* Required task: Reproduce all of the material below word for word, but omit the pictures.

* The input:
※

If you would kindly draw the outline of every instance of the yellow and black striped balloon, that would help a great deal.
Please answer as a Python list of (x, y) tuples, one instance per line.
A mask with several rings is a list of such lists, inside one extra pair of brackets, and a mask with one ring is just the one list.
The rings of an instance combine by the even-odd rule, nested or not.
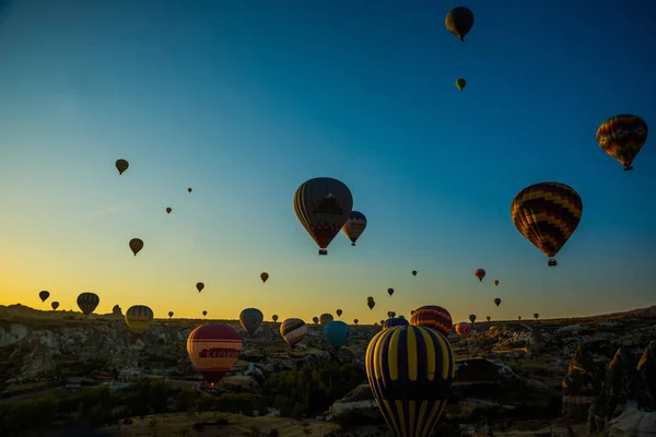
[(378, 332), (365, 356), (366, 375), (397, 437), (426, 437), (440, 421), (456, 374), (450, 343), (431, 328)]
[(81, 293), (80, 296), (78, 296), (78, 306), (84, 316), (92, 314), (99, 303), (101, 298), (95, 293)]
[(572, 187), (559, 182), (526, 187), (511, 205), (517, 229), (549, 258), (567, 243), (582, 215), (581, 196)]

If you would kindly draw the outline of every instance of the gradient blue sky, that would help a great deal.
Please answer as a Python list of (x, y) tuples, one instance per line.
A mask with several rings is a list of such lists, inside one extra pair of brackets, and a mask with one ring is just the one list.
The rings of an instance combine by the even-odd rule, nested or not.
[[(465, 43), (444, 26), (458, 4), (435, 1), (14, 3), (0, 304), (70, 309), (92, 291), (97, 312), (361, 322), (430, 304), (456, 321), (654, 304), (654, 139), (624, 173), (595, 138), (617, 114), (656, 126), (653, 1), (472, 0)], [(367, 216), (358, 247), (340, 234), (317, 256), (292, 204), (317, 176)], [(584, 202), (554, 269), (509, 217), (544, 180)]]

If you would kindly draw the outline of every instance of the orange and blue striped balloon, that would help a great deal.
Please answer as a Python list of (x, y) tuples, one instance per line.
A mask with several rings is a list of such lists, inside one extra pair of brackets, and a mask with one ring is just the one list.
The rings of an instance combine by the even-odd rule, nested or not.
[(366, 376), (385, 421), (397, 437), (426, 437), (450, 395), (454, 351), (444, 335), (424, 327), (378, 332), (365, 356)]

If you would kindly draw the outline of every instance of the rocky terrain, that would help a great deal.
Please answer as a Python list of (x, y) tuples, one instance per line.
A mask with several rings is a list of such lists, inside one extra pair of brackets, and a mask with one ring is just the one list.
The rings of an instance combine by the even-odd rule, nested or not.
[[(187, 335), (203, 322), (156, 320), (134, 340), (120, 308), (86, 318), (0, 306), (0, 409), (98, 386), (126, 390), (144, 378), (206, 391), (186, 352)], [(336, 353), (321, 327), (309, 324), (308, 335), (292, 352), (278, 323), (265, 322), (248, 335), (237, 321), (220, 322), (239, 331), (244, 352), (213, 395), (262, 397), (272, 376), (303, 363), (363, 365), (368, 341), (380, 329), (352, 326), (347, 346)], [(456, 385), (436, 435), (656, 435), (655, 334), (656, 307), (578, 319), (478, 322), (470, 339), (452, 334)], [(391, 436), (365, 379), (312, 417), (281, 417), (273, 405), (262, 411), (147, 414), (94, 433), (266, 436), (278, 429), (292, 437)]]

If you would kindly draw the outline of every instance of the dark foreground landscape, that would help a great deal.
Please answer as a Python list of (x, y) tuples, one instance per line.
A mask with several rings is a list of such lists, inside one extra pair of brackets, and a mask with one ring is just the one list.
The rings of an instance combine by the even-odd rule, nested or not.
[[(120, 308), (0, 306), (1, 436), (391, 436), (366, 383), (380, 330), (333, 352), (320, 326), (291, 351), (265, 322), (219, 387), (186, 352), (207, 320), (155, 320), (134, 340)], [(491, 321), (449, 340), (456, 383), (435, 435), (656, 436), (656, 307), (577, 319)]]

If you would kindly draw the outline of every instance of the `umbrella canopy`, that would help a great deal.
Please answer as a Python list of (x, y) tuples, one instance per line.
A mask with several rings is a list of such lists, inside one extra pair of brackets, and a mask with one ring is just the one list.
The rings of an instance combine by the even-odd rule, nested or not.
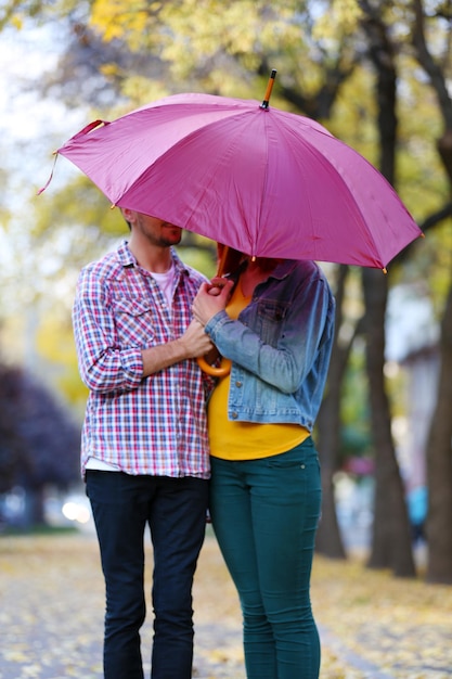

※

* Response:
If you would kindly draw the outline of every instance of the yellow and black striped balloon, that would help a great deal.
Please answer as a Python list of (x, y) tuples, one instance per line.
A mask with several rings is a list of such lists, inside one extra pair of brackets, and a mask with one ring is just the one list.
The rings of an instance combine by the even-odd rule, nested or not.
[(378, 332), (365, 356), (366, 375), (397, 437), (426, 437), (440, 421), (456, 374), (450, 343), (431, 328)]
[(81, 293), (80, 296), (78, 296), (78, 306), (84, 316), (92, 314), (99, 303), (101, 298), (95, 293)]
[(572, 187), (559, 182), (526, 187), (511, 205), (517, 229), (549, 258), (567, 243), (582, 215), (581, 196)]

If you would kindly draw the outline of every instance of the gradient blue sky, that would help a great deal.
Please answer as a Python list of (x, y) tuples, one instance per line.
A mask with several rings is a list of such lists, inside one extra pair of brackets, and a mask with one ring is just the one list.
The rings of an instance combine by the even-odd rule, nested or not.
[[(465, 43), (444, 26), (458, 4), (435, 1), (14, 3), (0, 304), (70, 309), (92, 291), (97, 312), (361, 322), (430, 304), (456, 321), (654, 304), (654, 139), (624, 173), (595, 138), (617, 114), (656, 126), (653, 1), (472, 0)], [(367, 216), (358, 247), (340, 234), (317, 256), (292, 204), (317, 176)], [(584, 202), (554, 269), (509, 217), (544, 180)]]

If you would kindly draw the outline of every instance of the orange and blue striped balloon, that would help a great deal.
Please answer as a Python list of (x, y) tuples, one instance per line.
A mask with several rings is a list of such lists, inside one extra pair of brackets, and a mask with one ring is just the one list.
The rings of an instance combine by the even-odd rule, nested or not.
[(366, 376), (385, 421), (397, 437), (426, 437), (450, 395), (454, 351), (444, 335), (424, 327), (378, 332), (365, 356)]

If you would kindly draw the outline of every instance of the rocky terrain, that would help a great deal.
Please answer as a Python list of (x, y) tuples, one instance per line.
A mask with several rings is a list of such lists, inside one extra pair of brackets, and a mask with one ring is just the one list.
The rings of an instance combine by the even-odd rule, nested or not.
[[(187, 335), (203, 322), (156, 320), (134, 340), (120, 308), (86, 318), (0, 306), (0, 409), (98, 386), (126, 390), (144, 378), (206, 391), (186, 352)], [(336, 353), (321, 327), (309, 324), (308, 335), (292, 352), (278, 323), (265, 322), (248, 335), (237, 321), (220, 322), (239, 331), (244, 352), (213, 395), (262, 397), (272, 376), (303, 363), (363, 365), (368, 341), (380, 329), (352, 326), (347, 346)], [(456, 385), (436, 435), (656, 435), (655, 334), (656, 307), (578, 319), (478, 322), (470, 339), (452, 334)], [(391, 436), (365, 379), (312, 417), (281, 417), (273, 405), (262, 411), (147, 414), (94, 433), (266, 436), (278, 429), (292, 437)]]

If you would kindly draw the outline of every instance of the dark foreground landscape, that would help a great deal.
Please answer as a Python list of (x, y) tuples, one instance per line.
A mask with several rings is a list of such lists, inside one extra pair of brackets, and a mask with one ring is just the one list.
The rings of an instance combine by the even-odd rule, nested or not.
[[(120, 308), (0, 306), (1, 436), (391, 436), (366, 383), (380, 330), (333, 352), (320, 326), (291, 351), (265, 322), (219, 387), (186, 352), (207, 320), (155, 320), (134, 340)], [(491, 321), (449, 340), (456, 383), (435, 435), (656, 436), (656, 307), (577, 319)]]

If you would kindly draw the outline of every instance of the `umbrella canopy`, that would help a great deal.
Please answer as a Python list of (x, y) tuples, one instance per line.
A mask with several rings is a list of such lists, inside one extra pair of brackets, and a mask with one ring is just the one list.
The rings of an instance combine by the even-odd rule, nested or not.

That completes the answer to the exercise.